◆ Objective
Render the lines below as a Markdown table with the columns No. and Line, giving each row its number and leaving out blank lines. Include only the part that opens with the line containing "Report the location of each instance of the blue-green" and closes with the line containing "x=949, y=785", with both of those lines included.

◆ Material shown
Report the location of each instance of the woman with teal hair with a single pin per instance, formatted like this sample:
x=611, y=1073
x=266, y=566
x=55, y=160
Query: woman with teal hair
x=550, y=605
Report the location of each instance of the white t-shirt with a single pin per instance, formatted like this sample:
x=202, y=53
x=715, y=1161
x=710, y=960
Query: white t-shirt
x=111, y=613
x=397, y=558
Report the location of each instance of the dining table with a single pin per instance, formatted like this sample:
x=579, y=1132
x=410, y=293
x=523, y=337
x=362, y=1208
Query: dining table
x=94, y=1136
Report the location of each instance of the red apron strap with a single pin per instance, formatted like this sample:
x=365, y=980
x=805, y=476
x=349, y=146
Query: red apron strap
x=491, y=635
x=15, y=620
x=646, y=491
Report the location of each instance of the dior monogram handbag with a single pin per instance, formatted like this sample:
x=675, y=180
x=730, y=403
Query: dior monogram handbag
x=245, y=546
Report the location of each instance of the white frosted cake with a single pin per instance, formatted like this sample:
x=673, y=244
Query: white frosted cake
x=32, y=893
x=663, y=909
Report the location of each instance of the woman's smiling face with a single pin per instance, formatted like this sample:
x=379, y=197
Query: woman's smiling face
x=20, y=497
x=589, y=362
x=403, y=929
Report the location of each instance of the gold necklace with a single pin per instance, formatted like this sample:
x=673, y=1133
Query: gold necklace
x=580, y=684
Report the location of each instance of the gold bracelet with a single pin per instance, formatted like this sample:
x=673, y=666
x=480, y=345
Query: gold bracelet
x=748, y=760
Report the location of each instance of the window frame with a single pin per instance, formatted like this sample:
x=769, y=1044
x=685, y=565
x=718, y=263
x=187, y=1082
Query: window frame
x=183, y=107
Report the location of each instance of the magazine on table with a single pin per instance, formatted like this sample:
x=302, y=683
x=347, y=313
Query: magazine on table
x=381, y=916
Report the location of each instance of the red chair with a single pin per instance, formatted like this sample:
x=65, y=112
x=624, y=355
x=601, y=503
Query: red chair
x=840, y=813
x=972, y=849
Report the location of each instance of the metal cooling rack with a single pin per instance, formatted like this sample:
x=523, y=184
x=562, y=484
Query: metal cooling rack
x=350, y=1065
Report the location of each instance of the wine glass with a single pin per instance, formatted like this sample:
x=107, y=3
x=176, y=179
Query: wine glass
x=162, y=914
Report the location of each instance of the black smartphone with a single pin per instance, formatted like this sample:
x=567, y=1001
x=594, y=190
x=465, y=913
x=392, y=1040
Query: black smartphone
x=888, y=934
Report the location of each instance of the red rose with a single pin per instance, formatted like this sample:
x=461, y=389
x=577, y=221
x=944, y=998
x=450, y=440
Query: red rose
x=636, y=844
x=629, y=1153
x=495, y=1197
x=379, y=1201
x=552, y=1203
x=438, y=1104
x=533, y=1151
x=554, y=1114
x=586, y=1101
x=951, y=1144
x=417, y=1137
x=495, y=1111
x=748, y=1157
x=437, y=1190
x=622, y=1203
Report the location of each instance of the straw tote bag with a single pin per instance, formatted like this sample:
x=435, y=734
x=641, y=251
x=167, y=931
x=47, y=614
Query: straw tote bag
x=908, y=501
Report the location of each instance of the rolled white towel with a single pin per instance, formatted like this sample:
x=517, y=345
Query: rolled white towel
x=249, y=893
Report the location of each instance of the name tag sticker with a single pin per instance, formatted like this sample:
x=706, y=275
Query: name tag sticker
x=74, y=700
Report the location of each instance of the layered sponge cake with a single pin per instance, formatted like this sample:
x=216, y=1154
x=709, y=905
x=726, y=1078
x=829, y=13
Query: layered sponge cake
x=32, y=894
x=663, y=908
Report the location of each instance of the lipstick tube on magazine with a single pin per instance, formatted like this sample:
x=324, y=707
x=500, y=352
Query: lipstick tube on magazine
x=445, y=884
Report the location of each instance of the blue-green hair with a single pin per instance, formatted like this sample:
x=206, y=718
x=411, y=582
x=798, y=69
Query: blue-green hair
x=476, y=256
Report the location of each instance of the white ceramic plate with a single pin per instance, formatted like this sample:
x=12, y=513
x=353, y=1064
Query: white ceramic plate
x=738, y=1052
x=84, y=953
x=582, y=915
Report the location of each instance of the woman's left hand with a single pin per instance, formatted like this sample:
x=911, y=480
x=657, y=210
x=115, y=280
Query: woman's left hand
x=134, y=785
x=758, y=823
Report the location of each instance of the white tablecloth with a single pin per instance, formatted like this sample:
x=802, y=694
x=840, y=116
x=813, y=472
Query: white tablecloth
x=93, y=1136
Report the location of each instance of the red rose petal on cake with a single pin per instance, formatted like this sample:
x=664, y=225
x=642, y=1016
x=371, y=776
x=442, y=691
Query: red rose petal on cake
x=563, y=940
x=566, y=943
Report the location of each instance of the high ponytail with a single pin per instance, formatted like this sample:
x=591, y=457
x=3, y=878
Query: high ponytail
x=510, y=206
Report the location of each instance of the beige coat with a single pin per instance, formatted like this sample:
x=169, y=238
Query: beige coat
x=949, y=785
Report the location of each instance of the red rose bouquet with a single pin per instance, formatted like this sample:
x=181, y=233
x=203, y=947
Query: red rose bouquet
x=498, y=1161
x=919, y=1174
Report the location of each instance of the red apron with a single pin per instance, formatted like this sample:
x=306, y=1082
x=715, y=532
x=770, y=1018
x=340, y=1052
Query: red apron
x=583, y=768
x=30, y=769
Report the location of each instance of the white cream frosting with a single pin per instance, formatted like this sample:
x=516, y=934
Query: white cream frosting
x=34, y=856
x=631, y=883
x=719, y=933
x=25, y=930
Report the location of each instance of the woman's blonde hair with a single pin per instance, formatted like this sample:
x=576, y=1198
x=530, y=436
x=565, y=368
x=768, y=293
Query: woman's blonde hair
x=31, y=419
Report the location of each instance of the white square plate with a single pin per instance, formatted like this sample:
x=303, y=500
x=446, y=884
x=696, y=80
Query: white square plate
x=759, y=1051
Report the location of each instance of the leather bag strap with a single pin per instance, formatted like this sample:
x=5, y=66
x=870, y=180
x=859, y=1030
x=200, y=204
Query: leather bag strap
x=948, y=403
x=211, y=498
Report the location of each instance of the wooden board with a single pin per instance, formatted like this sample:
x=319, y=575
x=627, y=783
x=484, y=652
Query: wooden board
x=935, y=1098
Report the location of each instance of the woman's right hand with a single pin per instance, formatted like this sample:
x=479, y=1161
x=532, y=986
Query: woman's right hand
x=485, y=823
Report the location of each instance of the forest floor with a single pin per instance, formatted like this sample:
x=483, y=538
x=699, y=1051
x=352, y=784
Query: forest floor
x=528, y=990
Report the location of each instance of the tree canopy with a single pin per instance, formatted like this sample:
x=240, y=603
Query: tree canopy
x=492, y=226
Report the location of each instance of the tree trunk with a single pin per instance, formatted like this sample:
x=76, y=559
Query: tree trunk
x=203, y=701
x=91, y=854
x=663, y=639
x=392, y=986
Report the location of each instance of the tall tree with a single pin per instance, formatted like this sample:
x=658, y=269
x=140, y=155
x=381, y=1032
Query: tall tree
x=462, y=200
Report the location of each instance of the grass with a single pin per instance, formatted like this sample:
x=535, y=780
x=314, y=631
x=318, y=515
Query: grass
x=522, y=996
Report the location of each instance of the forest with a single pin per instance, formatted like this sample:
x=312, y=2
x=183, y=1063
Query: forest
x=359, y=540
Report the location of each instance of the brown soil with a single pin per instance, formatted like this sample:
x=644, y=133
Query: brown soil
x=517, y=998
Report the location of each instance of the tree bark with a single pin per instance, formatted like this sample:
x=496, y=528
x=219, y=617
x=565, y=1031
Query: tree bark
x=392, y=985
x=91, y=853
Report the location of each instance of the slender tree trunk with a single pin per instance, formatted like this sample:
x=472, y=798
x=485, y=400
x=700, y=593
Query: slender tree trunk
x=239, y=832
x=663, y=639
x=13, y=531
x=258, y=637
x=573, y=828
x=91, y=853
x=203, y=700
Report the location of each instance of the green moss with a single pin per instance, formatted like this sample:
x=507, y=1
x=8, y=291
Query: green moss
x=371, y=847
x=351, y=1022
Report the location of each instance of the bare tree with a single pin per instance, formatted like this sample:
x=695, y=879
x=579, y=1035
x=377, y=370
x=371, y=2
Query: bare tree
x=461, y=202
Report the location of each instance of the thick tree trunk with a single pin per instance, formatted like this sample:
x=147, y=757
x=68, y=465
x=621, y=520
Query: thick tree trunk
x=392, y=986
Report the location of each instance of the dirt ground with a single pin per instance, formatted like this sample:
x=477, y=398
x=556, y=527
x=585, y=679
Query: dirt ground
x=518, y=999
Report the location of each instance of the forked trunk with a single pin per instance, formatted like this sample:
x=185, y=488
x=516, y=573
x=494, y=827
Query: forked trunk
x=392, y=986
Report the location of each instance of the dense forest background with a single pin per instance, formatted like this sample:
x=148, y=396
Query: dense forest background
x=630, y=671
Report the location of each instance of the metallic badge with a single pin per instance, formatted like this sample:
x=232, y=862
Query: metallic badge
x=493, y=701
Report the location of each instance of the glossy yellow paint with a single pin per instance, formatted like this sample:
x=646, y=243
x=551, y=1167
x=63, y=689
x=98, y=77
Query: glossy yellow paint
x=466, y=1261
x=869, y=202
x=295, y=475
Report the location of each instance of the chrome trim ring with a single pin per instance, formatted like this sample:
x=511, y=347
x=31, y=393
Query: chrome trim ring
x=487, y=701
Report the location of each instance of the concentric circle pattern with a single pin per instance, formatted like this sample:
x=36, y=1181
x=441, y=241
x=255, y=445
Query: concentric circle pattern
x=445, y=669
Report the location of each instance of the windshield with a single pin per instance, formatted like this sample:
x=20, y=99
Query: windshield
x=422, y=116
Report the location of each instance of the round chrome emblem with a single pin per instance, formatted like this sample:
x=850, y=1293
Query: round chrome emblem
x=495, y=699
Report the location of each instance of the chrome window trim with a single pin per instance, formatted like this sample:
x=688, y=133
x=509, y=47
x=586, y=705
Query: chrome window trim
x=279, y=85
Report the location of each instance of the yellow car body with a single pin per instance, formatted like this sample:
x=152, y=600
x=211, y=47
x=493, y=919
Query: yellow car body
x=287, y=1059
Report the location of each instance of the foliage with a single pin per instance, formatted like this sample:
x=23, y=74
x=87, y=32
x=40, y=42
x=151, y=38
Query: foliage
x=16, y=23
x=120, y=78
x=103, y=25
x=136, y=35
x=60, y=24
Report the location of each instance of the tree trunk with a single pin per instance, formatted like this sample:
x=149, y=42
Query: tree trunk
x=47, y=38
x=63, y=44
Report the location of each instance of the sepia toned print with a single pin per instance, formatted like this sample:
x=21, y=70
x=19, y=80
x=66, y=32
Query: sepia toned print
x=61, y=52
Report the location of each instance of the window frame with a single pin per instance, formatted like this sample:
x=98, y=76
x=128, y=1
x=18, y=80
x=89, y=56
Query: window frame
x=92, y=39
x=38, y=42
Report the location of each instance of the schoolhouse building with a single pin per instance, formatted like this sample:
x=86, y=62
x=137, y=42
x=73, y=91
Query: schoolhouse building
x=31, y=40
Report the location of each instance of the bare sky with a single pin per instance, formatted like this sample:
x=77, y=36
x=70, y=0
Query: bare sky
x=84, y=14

◆ Worked answer
| No. | Line |
|---|---|
| 1 | Report the location of each instance of the blue-green hair with a single pin per instance, formatted like this sample: |
| 2 | x=206, y=718 |
| 3 | x=411, y=582 |
| 4 | x=798, y=69 |
| 5 | Query: blue-green hair |
| 6 | x=476, y=256 |
| 7 | Report the location of each instance of the white ceramic plate with a single pin per instance, formatted like this sample: |
| 8 | x=12, y=513 |
| 9 | x=353, y=1064 |
| 10 | Query: white ceramic plate |
| 11 | x=738, y=1052 |
| 12 | x=84, y=953 |
| 13 | x=582, y=915 |
| 14 | Report the location of each instance of the woman's left hand with a single pin per instance, formatted like this sample: |
| 15 | x=911, y=480 |
| 16 | x=657, y=210 |
| 17 | x=115, y=280 |
| 18 | Query: woman's left hand |
| 19 | x=134, y=785 |
| 20 | x=758, y=823 |
| 21 | Report the location of each instance of the white tablecloth with a single pin per instance, formatted like this sample: |
| 22 | x=802, y=694 |
| 23 | x=840, y=116 |
| 24 | x=813, y=472 |
| 25 | Query: white tablecloth |
| 26 | x=93, y=1136 |
| 27 | Report the location of each instance of the red rose petal on cake with a single pin per instance, formatted like this sample: |
| 28 | x=664, y=225 |
| 29 | x=642, y=1016 |
| 30 | x=371, y=776 |
| 31 | x=442, y=691 |
| 32 | Query: red rose petal on cake |
| 33 | x=563, y=940 |
| 34 | x=566, y=943 |
| 35 | Report the location of each instance of the high ponytail with a single pin per instance, formatted like this sample: |
| 36 | x=591, y=457 |
| 37 | x=3, y=878 |
| 38 | Query: high ponytail |
| 39 | x=510, y=206 |
| 40 | Report the location of each instance of the beige coat with a single pin per instance, formatted like this sample: |
| 41 | x=169, y=238 |
| 42 | Query: beige coat |
| 43 | x=949, y=785 |